=== PASSAGE PROVIDED ===
▬▬▬▬▬▬▬▬▬▬

It is not uncommon in parental disputes over arrangements for their children for one parent to allege that the other is alienating the children against them, in an attempt to stop them having contact with the children.
Obviously, such behaviour is quite wrong, adversely affecting not just the alienated parent, but also the children themselves, who might be denied a relationship with that parent.
However, the family courts have often been criticised for failing to deal with parental alienation, and letting alienating parents ‘get away with it’.
But a recent case demonstrates that the courts can take strong action to deal with the issue.
What is parental alienation?
Before we look at the case we need to consider exactly what is meant by the term ‘parental alienation’.
‘Parental alienation’ is not actually a legal term. It has no single fixed definition, but is generally taken to mean an ongoing pattern of behaviour by one parent that has the effect, intended or not, of undermining or obstructing a child’s relationship with the other parent.
Examples of such behaviour include displaying to the child negative attitudes towards the other parent, denigrating, demeaning, vilifying, ridiculing or dismissing the other parent, and withholding positive information about them.

▬▬▬▬▬▬▬▬▬▬

=== WHAT YOU NEED TO DO ===
1 > From the passage on parental alienation, list every behavior it gives as an example of parental alienation.
2 > Write the next part of the passage on parental alienation, picking up right after its last sentence.
None of the items that come after the passage on parental alienation are used here.

▬▬▬▬▬▬▬▬▬▬

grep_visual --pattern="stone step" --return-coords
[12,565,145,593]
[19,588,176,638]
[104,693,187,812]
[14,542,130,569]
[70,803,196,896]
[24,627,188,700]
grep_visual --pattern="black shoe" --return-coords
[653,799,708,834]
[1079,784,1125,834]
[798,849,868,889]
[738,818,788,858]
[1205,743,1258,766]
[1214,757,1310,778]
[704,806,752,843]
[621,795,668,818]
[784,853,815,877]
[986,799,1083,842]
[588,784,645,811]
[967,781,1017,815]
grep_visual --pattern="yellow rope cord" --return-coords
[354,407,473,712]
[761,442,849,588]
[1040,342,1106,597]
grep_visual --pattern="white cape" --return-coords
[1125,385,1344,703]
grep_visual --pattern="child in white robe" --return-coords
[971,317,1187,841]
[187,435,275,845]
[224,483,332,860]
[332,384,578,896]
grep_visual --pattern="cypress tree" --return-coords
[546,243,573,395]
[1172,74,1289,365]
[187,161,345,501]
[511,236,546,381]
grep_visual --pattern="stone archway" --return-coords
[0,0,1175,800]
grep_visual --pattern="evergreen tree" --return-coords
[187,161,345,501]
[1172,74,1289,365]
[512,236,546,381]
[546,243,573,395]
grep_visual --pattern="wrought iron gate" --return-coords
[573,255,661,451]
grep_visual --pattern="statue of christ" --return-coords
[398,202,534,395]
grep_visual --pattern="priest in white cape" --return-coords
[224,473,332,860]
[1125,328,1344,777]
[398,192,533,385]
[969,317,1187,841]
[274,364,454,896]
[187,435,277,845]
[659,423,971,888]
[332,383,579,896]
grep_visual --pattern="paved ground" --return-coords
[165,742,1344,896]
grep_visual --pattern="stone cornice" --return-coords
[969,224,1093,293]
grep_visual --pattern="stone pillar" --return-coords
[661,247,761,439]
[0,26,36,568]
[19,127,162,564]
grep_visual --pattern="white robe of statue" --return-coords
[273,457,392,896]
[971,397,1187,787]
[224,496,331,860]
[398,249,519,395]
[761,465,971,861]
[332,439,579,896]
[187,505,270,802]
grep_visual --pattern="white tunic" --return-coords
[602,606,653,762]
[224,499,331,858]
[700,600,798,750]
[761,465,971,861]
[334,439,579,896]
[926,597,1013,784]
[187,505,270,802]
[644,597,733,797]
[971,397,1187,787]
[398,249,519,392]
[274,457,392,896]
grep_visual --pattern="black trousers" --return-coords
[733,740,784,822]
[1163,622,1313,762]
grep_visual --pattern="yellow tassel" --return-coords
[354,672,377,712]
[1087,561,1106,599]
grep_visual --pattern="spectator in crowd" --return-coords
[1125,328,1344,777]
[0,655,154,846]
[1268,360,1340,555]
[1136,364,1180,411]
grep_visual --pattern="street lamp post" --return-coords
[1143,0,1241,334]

▬▬▬▬▬▬▬▬▬▬

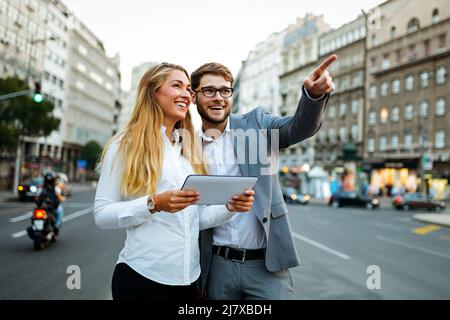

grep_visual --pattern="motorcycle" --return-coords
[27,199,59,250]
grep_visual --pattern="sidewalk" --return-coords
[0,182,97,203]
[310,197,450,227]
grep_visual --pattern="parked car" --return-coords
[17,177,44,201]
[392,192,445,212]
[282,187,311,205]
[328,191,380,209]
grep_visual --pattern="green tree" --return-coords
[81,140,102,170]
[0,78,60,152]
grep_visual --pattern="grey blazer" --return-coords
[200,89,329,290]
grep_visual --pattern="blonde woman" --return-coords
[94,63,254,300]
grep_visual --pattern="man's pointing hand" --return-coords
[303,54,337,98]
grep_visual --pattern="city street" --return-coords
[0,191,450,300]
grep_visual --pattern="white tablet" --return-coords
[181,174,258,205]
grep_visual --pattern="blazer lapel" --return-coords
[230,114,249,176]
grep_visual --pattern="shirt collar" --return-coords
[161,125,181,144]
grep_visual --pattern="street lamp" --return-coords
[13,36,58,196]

▬▬▬▬▬▬▬▬▬▬

=== RESPONSES BY ITEM NUMBER ===
1 >
- Displaying to the child negative attitudes towards the other parent
- Denigrating the other parent
- Demeaning the other parent
- Vilifying the other parent
- Ridiculing the other parent
- Dismissing the other parent
- Withholding positive information about the other parent

2 >
In short, any behaviour that may encourage the child to reject or resist spending time with the other parent.
Note that sometimes the child will hold strong views of their own, irrespective of the parent’s behaviour. Obviously, such situations may need to be dealt with quite differently from a ‘straightforward’ parental alienation case.
Mother alienates father
So to the case, which concerned a couple who were never married, but had a child together in 2016.
The relationship ended when the child was born, and because of this the father did not get parental responsibility. Nevertheless, the father stated that he had a close relationship with the child, until about December 2020.
That was when the father approached the mother about being given parental responsibility.
The mother responded by stopping contact and telling the child that he would not be seeing the father again, making an untrue allegation that the father had inappropriately touched the child, informing the father that he might not be the biological father, and moving from Kent to Manchester, without telling the father.
In April 2021 the father applied to the court for disclosure of the mother’s whereabouts, a child arrangements order, and a declaration of parentage.
Father applies for change of residence
The mother failed to comply with a direction by the court for paternity testing, and an order that contact take place at a contact centre.
The court ordered a psychological report and a report from the local authority. These found that the mother had been actively attempting to alienate the child from his father by making false negative statements about the father, and that the child was starting to develop a negative view of his father, by being exposed to the mother’s negative views of him.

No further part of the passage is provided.